Dati estratti da una raccolta:
□ □ □
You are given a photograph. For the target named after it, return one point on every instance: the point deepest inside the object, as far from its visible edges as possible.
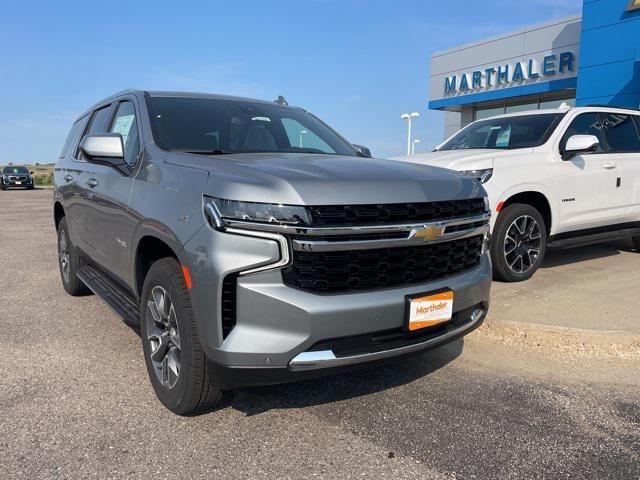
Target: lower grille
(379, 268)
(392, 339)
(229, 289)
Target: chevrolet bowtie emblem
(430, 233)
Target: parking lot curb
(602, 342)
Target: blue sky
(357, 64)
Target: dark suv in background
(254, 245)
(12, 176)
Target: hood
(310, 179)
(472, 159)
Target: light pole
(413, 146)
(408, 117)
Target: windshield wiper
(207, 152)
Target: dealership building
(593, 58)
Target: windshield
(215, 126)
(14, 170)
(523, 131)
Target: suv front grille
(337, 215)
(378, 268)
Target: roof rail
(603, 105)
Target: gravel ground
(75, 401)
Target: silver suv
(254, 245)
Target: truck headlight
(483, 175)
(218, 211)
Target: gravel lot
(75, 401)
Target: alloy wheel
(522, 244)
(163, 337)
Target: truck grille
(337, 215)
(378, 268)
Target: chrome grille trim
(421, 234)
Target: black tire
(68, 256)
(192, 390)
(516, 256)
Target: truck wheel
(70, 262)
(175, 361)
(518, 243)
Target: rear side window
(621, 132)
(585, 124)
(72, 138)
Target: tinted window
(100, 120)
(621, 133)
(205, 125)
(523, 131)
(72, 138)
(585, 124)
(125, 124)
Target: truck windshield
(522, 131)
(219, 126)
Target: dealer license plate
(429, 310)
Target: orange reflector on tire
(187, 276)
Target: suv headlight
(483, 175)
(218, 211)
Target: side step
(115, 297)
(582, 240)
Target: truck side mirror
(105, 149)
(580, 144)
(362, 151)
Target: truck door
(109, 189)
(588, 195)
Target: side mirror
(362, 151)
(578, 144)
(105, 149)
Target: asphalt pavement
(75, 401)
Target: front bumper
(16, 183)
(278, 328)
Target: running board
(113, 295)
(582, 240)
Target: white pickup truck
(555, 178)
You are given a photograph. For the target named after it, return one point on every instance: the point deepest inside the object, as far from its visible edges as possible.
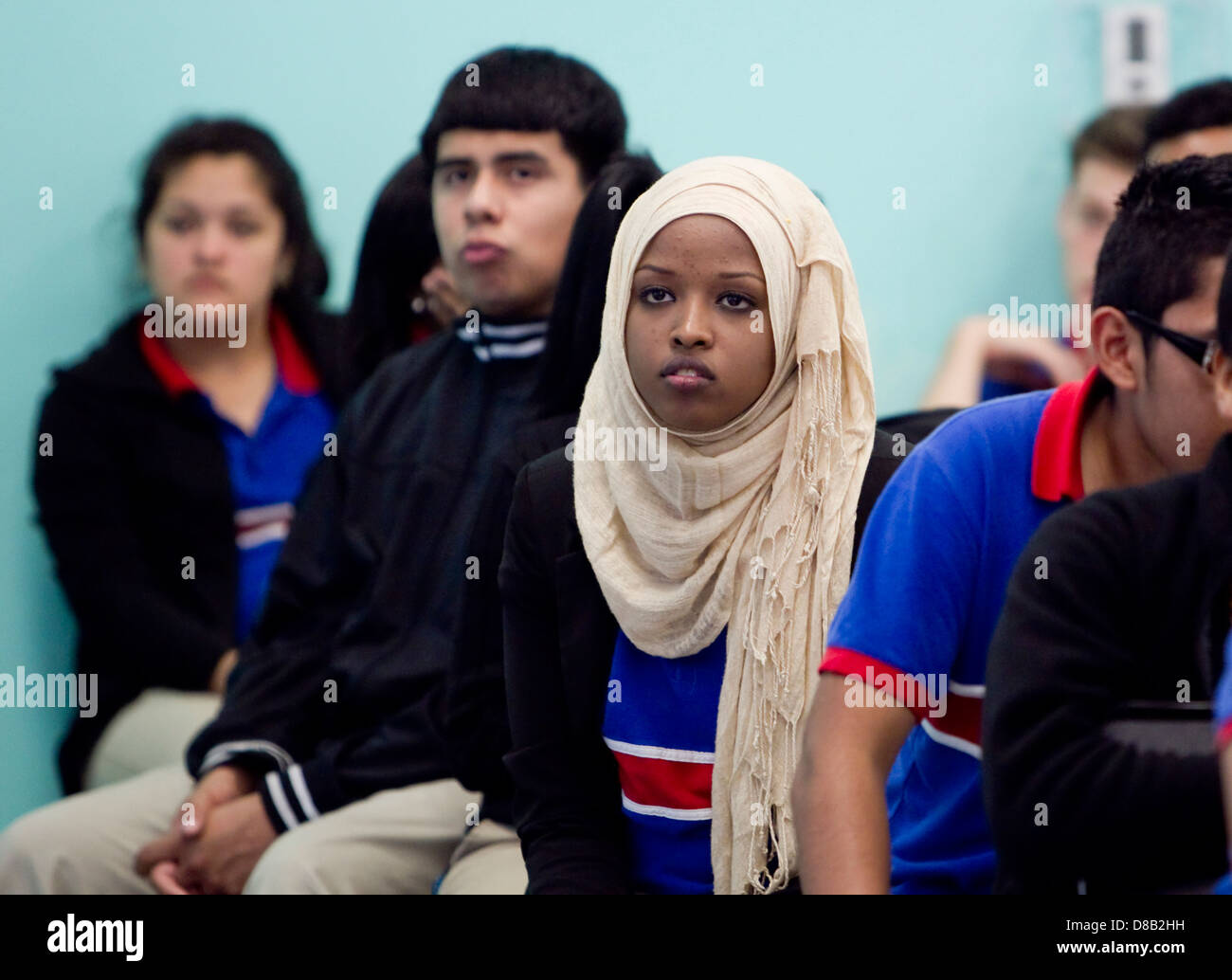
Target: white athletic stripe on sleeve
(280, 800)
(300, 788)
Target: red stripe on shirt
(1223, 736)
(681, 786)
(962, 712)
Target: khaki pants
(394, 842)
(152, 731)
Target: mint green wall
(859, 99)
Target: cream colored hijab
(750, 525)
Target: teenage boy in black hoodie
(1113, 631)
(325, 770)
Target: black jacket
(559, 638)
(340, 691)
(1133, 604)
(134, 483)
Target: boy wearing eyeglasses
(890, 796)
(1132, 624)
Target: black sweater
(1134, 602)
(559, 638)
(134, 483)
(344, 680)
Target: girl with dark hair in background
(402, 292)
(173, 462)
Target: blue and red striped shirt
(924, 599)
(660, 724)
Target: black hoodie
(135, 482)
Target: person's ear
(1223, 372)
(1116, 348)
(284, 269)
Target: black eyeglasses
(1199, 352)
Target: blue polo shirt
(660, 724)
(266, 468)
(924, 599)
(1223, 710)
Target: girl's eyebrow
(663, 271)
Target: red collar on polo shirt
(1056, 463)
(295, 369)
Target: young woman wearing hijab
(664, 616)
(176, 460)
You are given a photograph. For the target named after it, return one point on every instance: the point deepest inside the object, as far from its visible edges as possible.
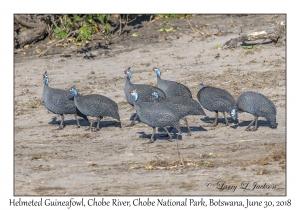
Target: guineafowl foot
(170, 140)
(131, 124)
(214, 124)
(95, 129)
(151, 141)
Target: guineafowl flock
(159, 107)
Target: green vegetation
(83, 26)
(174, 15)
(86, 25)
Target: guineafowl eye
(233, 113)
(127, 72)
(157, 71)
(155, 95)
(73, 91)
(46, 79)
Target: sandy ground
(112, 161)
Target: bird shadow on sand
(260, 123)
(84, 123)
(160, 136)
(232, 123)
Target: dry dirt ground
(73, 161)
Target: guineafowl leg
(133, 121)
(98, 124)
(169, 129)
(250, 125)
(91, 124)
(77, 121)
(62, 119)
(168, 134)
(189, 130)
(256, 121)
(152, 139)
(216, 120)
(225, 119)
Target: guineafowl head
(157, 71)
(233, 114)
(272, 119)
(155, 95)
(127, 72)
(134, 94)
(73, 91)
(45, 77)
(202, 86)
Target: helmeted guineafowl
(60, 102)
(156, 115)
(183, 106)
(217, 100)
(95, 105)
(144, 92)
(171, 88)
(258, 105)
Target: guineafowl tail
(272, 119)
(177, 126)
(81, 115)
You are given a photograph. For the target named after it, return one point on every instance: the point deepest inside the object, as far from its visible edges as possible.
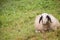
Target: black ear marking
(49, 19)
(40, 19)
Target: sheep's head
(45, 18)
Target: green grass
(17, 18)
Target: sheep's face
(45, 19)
□ □ □
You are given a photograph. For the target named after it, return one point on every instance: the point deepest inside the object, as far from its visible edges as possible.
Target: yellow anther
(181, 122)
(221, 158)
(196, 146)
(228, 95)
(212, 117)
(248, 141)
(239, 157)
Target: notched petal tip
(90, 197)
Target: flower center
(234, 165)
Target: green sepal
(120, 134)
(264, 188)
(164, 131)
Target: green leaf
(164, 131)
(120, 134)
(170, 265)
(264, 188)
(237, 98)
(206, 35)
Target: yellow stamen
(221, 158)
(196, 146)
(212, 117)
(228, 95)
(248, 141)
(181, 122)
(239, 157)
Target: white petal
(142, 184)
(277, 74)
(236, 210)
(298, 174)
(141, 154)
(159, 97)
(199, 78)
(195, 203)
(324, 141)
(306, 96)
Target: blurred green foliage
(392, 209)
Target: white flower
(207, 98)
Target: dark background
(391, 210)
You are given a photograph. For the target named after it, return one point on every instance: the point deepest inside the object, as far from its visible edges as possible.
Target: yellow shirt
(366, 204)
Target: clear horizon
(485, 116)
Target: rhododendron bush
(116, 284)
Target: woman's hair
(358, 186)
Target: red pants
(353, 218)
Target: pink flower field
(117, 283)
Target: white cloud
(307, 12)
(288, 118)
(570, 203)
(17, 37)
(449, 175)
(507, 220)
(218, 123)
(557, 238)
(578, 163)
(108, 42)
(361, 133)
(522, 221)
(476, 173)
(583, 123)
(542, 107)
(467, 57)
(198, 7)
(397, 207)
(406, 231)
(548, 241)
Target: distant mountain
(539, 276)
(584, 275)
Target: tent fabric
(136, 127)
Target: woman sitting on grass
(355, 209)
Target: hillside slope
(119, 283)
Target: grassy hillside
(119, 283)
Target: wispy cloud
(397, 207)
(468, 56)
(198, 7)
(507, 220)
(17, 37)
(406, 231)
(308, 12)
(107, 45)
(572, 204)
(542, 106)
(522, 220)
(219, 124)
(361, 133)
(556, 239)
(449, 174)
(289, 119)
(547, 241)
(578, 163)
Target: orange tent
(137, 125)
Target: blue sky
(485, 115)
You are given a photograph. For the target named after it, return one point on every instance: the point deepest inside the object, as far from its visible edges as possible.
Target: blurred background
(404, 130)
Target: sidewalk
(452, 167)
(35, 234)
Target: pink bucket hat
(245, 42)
□ □ □
→ **DETTAGLI ESERCIZIO**
Quali righe dei record contengono la stringa "green"? Individuale e copiale tutte, distinguendo tra maiuscole e minuscole.

→ **RISPOSTA**
Target: mint green wall
Target: green vegetation
Target: green grass
Target: green sepal
Target: green leaf
Target: blurred green foliage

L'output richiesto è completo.